*Work instructions:*
What you return should be exactly the lines from the one containing "of the beige" down to the final line of the listing, with nothing else.

• • • • •

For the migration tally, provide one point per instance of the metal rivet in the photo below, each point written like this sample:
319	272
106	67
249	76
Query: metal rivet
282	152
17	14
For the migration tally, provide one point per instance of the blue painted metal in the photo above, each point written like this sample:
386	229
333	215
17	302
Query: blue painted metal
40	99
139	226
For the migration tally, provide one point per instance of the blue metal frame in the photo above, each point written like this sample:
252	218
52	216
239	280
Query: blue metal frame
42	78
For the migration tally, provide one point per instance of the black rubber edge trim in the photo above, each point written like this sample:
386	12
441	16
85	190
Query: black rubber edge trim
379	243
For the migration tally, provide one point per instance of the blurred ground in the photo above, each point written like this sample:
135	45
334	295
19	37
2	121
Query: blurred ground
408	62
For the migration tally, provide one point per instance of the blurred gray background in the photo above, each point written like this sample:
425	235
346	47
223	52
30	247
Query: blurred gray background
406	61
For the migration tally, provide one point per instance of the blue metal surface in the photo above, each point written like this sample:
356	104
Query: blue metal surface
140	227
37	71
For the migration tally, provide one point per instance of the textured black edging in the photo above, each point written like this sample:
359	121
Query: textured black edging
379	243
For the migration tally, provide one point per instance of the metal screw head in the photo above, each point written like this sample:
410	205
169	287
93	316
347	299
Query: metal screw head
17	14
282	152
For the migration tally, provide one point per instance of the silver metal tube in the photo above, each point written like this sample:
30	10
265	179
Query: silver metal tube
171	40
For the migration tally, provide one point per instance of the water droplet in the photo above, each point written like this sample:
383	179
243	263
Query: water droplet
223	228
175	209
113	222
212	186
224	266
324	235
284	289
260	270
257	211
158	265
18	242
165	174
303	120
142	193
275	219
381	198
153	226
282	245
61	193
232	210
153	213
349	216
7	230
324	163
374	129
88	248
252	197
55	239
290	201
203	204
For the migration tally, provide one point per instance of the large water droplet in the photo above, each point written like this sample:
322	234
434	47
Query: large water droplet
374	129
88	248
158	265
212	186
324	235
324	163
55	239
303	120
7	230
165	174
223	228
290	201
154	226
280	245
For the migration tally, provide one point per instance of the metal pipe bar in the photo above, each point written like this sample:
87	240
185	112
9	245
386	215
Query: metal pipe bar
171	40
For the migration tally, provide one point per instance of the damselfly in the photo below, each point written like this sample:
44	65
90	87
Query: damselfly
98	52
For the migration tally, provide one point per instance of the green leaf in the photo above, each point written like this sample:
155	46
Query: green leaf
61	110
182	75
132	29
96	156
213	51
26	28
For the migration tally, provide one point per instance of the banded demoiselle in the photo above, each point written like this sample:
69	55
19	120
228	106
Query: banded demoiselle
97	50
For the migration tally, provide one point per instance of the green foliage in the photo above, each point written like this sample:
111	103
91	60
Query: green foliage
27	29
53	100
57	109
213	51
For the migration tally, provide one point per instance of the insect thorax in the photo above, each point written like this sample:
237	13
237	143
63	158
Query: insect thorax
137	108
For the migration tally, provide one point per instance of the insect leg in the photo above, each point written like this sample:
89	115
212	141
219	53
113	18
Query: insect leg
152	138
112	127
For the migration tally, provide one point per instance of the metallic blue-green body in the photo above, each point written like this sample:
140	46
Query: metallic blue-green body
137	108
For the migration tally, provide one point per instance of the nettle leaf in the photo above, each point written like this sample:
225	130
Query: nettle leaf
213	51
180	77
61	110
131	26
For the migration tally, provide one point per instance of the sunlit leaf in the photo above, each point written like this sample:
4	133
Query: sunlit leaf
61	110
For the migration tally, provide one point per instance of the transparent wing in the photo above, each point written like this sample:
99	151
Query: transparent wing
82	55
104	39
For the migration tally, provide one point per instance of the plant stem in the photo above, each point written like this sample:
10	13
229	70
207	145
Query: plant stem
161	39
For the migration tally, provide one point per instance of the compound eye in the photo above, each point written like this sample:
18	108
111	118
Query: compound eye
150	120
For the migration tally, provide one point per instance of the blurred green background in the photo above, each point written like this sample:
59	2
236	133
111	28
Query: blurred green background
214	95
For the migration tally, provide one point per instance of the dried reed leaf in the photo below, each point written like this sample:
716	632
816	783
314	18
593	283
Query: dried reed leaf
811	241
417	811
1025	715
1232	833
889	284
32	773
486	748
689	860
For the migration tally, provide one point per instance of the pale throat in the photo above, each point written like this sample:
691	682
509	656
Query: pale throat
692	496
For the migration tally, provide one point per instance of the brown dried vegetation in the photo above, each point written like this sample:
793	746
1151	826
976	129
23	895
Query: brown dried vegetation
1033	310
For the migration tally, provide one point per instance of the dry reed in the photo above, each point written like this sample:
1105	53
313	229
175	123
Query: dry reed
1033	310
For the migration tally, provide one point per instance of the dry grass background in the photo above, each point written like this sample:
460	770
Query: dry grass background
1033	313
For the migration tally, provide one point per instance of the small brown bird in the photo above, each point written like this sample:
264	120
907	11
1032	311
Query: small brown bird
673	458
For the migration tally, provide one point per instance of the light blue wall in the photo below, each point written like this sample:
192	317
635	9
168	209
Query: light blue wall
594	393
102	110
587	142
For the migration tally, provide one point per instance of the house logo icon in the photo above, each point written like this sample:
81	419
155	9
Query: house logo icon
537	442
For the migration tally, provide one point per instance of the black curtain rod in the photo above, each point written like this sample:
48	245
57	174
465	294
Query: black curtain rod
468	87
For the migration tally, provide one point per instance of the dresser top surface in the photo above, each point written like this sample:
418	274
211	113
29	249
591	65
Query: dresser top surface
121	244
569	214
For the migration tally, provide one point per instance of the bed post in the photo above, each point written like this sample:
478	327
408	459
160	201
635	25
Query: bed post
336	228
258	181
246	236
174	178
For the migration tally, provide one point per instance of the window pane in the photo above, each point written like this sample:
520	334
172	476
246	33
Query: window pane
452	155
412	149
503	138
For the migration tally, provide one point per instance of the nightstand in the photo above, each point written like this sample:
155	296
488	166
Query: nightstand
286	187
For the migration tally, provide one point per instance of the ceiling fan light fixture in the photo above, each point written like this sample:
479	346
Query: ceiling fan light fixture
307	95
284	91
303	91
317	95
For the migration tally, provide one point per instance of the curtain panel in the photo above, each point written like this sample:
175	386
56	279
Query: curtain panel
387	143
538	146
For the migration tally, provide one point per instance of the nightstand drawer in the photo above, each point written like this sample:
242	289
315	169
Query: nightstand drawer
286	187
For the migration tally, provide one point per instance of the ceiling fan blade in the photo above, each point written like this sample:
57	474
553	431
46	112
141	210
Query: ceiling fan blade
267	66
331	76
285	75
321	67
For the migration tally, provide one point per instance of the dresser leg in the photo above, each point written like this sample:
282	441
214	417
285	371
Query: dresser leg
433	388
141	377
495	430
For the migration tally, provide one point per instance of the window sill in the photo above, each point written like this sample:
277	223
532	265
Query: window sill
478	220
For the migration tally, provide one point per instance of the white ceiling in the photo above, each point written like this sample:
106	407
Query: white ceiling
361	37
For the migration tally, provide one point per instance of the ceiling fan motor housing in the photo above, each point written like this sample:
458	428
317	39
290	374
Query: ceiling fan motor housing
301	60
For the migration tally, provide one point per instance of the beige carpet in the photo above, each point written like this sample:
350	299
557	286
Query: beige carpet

• • • • •

*Result of the task:*
For the migration tally, provide one point per instance of the beige carpet in the photo above, each point written like this sample:
350	299
557	286
Query: beige carpet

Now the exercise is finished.